Source text →

Had he lived in Europe during the time, Finance
Minister P. Chidambaram would have been one of
Napoleon’s favourite generals. He has all the skills
for his job; more importantly, though, he has
enjoyed all the luck and more in his second innings.
Thanks to a compounded annual growth rate upward of
8.6 per cent over the last four years, Mr.
Chidambaram has had an enviable situation of an
overflowing exchequer.
Particularly amazing has been the growth in direct
tax revenues. Between April 2007 and mid-January
2008, net direct tax revenues to the centre grew
increased by 42 per cent to Rs.217,149 crore, which
was over four-fifth of the budget estimate for
2007-08. Given the hiccups in industrial growth
during the second half of 2007-08 and the
strengthening of the rupee, excise and customs
collections may not be so buoyant. But it is a safe
bet that the revised estimate of net tax revenue for
2007-08 will exceed the budget targets. No recent
finance minister has achieved such results. Mr.
Chidambaram will have done it thrice in a row.
Such bountiful revenue will give the FM considerable
room for manoeuvre. The question is: how much of a
long rope will he give to expenditure? As I write
this, the budget has been prepared for all intents
and purposes; and by the time you read this,
everything will have been cast in stone. But when
things were fluid, what might have been the factors
that the FM had to take into account?
To my mind, there would have been four. The first
factor is political. The government is in its final
lap and this budget will be structured with an eye
to impending elections. That implies an expansionist
budget targeted at rural India, the social sector,
employment generation and micro and small
enterprises. I, therefore, expect significant
percentage increases in outlay on the various planks
of the Bharat Nirman programme, such as drinking
water and sanitation, rural roads, rural
electrification and rural housing. I also expect
more on Sarva Shikhsya Abhiyan, the mid-day meal
scheme and the National Rural Health Mission. Most
likely, the largest absolute increase in expenditure
will be on the National Rural Employment Guarantee
Scheme.
These and other social sector heads will comprise a
large part of the budget speech. But even with a
sizeable increase in outlays, in the aggregate these
will not amount to much in the backdrop of stellar
revenue buoyancy. Certainly not of a magnitude where
anyone can accuse the FM of being a fiscal
profligate.
The second factor the distinct possibility of an
economic slowdown. Mr. Chidambaram is a realist who
understands numbers, especially early warning signs.
Given the present state of electricity, roads,
highways and ports, it is very unlikely that
industry can expect to continue growing at
double-digits. Growth of the Index of Industrial
Production has fallen from 11.2 per cent in
April-December 2006 to 9 per cent for April-December
2007, and is trending down. Our estimate is that
India will be looking at a GDP growth of somewhere
between 7.5 per cent and 8 per cent in 2008-09.

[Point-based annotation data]

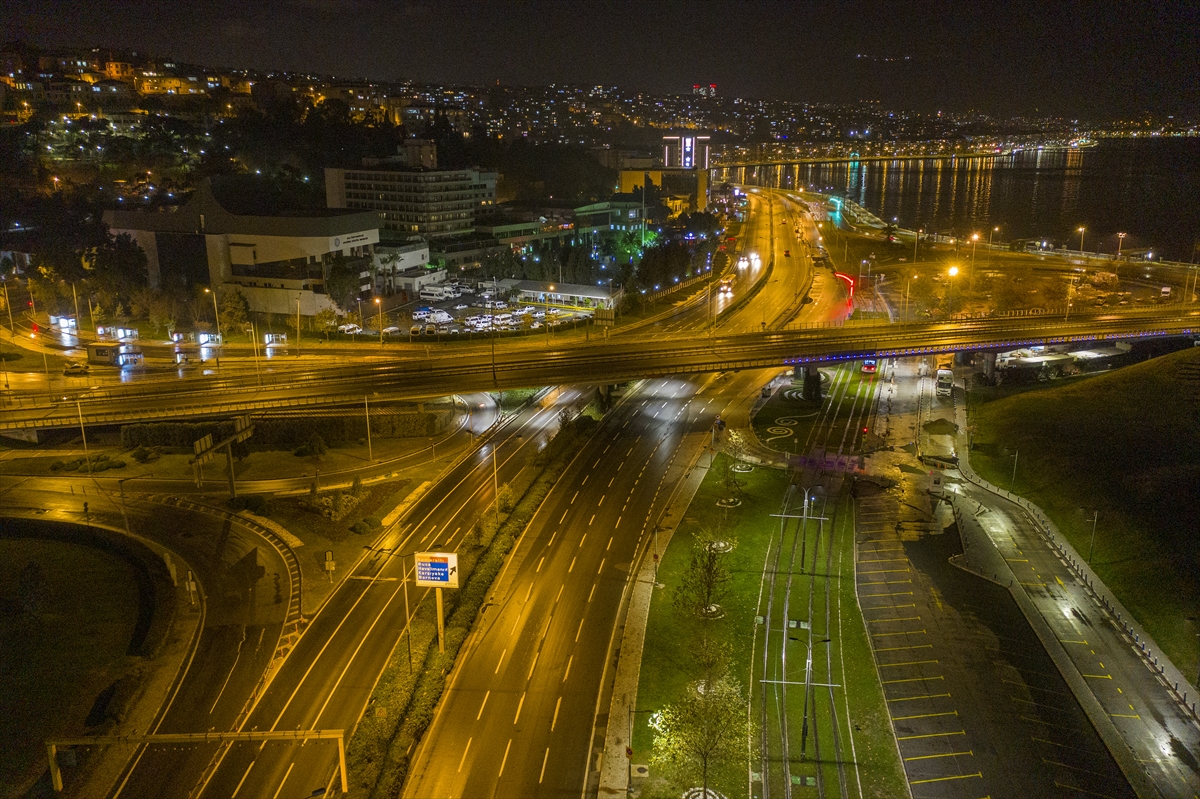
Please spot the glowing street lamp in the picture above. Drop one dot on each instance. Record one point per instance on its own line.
(215, 314)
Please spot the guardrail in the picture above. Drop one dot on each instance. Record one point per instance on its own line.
(613, 362)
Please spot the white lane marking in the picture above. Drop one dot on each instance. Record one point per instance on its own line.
(223, 685)
(484, 704)
(282, 782)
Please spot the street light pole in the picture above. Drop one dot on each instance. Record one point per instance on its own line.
(216, 314)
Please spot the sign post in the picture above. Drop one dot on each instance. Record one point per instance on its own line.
(437, 570)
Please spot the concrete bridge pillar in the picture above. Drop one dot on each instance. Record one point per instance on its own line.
(811, 384)
(989, 366)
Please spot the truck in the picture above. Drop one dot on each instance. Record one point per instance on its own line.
(945, 380)
(436, 293)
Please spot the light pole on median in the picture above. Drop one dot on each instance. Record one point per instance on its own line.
(216, 314)
(379, 310)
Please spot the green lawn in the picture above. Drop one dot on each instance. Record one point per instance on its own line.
(1126, 445)
(669, 665)
(786, 410)
(55, 662)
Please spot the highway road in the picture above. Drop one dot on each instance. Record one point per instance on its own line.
(522, 715)
(328, 679)
(250, 590)
(612, 362)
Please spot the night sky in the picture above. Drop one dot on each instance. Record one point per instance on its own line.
(1097, 60)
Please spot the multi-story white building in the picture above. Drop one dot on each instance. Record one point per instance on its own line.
(276, 257)
(425, 203)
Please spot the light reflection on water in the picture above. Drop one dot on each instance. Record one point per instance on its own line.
(1147, 188)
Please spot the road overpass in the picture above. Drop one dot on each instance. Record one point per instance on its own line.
(445, 372)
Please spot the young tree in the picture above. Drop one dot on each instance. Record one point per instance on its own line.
(234, 307)
(325, 320)
(705, 730)
(706, 581)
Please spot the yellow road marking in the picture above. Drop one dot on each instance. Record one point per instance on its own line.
(929, 757)
(925, 715)
(907, 618)
(960, 776)
(911, 662)
(910, 698)
(961, 732)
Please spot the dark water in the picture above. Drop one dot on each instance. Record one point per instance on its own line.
(1147, 188)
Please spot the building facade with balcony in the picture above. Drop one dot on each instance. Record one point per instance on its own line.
(413, 202)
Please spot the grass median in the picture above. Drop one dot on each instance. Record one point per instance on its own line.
(669, 660)
(1122, 449)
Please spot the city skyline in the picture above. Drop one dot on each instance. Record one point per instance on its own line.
(1090, 60)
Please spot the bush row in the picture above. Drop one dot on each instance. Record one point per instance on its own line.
(288, 433)
(383, 767)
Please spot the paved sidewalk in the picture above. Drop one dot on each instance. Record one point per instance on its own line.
(615, 764)
(1155, 742)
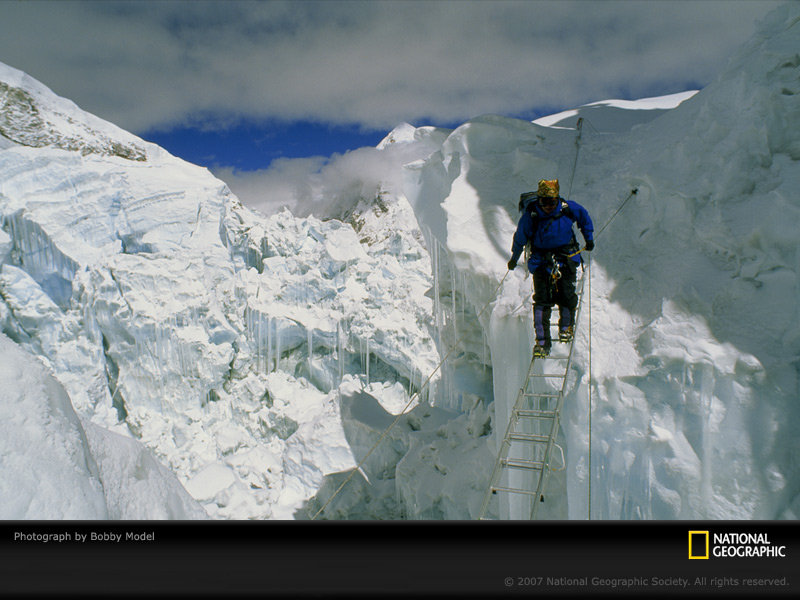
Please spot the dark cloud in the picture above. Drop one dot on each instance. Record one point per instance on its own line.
(146, 65)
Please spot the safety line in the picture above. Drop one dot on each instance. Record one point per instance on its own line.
(416, 395)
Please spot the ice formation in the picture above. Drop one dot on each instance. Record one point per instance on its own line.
(262, 358)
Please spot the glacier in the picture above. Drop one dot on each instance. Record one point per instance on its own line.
(189, 357)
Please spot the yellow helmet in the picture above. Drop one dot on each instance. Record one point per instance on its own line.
(548, 188)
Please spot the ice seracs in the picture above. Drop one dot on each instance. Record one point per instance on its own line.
(260, 358)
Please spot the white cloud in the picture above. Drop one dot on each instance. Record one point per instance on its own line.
(323, 186)
(144, 65)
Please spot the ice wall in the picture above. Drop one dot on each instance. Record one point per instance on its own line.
(693, 387)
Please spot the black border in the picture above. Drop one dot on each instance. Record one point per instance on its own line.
(386, 559)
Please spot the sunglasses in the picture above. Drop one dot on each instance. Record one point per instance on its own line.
(548, 202)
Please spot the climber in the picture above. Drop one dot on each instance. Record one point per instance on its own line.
(554, 258)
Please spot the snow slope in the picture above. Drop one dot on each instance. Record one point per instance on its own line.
(261, 358)
(694, 287)
(59, 466)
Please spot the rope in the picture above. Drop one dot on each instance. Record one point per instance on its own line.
(634, 191)
(577, 151)
(590, 387)
(405, 408)
(631, 195)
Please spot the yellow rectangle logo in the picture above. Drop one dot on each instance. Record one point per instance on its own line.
(698, 545)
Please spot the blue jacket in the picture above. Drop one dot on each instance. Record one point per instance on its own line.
(549, 233)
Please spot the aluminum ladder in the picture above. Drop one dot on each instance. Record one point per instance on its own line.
(528, 451)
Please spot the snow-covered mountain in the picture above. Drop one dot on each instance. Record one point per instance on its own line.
(260, 358)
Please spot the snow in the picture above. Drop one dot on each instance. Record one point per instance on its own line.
(170, 353)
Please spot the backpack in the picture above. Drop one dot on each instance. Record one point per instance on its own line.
(527, 202)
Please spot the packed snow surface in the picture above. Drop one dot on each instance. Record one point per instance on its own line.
(170, 353)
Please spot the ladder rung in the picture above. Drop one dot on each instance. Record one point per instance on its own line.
(513, 491)
(516, 463)
(529, 437)
(535, 414)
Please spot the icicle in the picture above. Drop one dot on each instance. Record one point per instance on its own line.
(310, 351)
(277, 347)
(268, 365)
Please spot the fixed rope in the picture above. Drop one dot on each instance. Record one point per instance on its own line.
(411, 400)
(591, 384)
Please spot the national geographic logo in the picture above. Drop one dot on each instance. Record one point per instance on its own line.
(702, 545)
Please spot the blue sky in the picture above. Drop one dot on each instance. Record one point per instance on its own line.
(249, 146)
(242, 87)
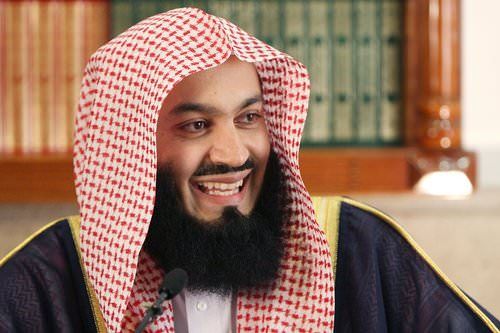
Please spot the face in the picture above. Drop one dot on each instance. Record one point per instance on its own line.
(210, 127)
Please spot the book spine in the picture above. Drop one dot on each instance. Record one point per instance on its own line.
(244, 15)
(368, 64)
(18, 77)
(146, 8)
(32, 117)
(342, 72)
(221, 8)
(295, 29)
(7, 55)
(44, 35)
(391, 69)
(121, 16)
(271, 23)
(319, 130)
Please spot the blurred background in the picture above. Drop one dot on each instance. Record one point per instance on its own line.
(403, 111)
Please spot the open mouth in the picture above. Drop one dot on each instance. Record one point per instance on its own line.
(221, 189)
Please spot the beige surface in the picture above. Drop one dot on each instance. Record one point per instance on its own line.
(460, 235)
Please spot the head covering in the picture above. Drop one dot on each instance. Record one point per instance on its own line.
(124, 86)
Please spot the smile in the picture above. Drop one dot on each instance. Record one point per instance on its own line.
(222, 189)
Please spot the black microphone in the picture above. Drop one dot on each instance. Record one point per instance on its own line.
(173, 283)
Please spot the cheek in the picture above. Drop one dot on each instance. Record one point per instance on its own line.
(261, 146)
(184, 159)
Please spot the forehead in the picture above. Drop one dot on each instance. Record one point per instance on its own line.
(232, 81)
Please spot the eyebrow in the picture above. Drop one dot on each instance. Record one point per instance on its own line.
(204, 108)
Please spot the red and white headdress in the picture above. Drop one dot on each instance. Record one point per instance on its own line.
(124, 85)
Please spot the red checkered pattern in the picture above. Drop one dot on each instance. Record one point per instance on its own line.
(124, 85)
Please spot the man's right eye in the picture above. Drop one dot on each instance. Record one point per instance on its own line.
(194, 126)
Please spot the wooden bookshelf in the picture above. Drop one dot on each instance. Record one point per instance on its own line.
(36, 178)
(431, 125)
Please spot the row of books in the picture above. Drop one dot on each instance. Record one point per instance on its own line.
(43, 51)
(351, 47)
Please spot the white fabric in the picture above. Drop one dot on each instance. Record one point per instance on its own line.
(202, 312)
(124, 85)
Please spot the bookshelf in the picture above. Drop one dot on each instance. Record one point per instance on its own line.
(430, 125)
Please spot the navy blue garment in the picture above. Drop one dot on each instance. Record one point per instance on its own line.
(383, 284)
(42, 288)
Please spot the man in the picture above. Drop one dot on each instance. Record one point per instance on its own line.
(186, 155)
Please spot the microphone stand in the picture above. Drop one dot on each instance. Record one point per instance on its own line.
(153, 311)
(173, 283)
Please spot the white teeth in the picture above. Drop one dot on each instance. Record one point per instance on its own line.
(222, 193)
(230, 188)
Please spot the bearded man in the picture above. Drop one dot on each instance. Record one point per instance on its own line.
(186, 156)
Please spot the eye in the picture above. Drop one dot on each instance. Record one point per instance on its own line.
(194, 126)
(249, 118)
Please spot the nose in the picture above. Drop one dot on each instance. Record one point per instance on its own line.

Problem set →
1) Decide whether each statement below agrees with the budget column, answering yes or no and quoting the deciding words of the column: (a) The author expects the largest absolute increase in expenditure to be on the mid-day meal scheme. (b) Growth of the Index of Industrial Production fell to 9 per cent for April-December 2007. (c) The author describes the government as being in its final lap.
2) Turn the paragraph of the budget column that begins "To my mind, there would have been four" into a bulleted list that keeps its main facts.

Answers to the tasks →
1)
(a) No: "Most likely, the largest absolute increase in expenditure will be on the National Rural Employment Guarantee Scheme."
(b) Yes: "Growth of the Index of Industrial Production has fallen from 11.2 per cent in April-December 2006 to 9 per cent for April-December 2007"
(c) Yes: "The government is in its final lap"

2)
- The author sees four factors, and the first is political.
- The government is in its final lap, so the budget will be shaped with an eye to impending elections.
- This implies an expansionist budget aimed at rural India, the social sector, employment generation, and micro and small enterprises.
- The author expects significant percentage increases in outlay on Bharat Nirman planks: drinking water and sanitation, rural roads, rural electrification and rural housing.
- The author also expects more on Sarva Shikhsya Abhiyan, the mid-day meal scheme and the National Rural Health Mission.
- The largest absolute increase in expenditure will most likely be on the National Rural Employment Guarantee Scheme.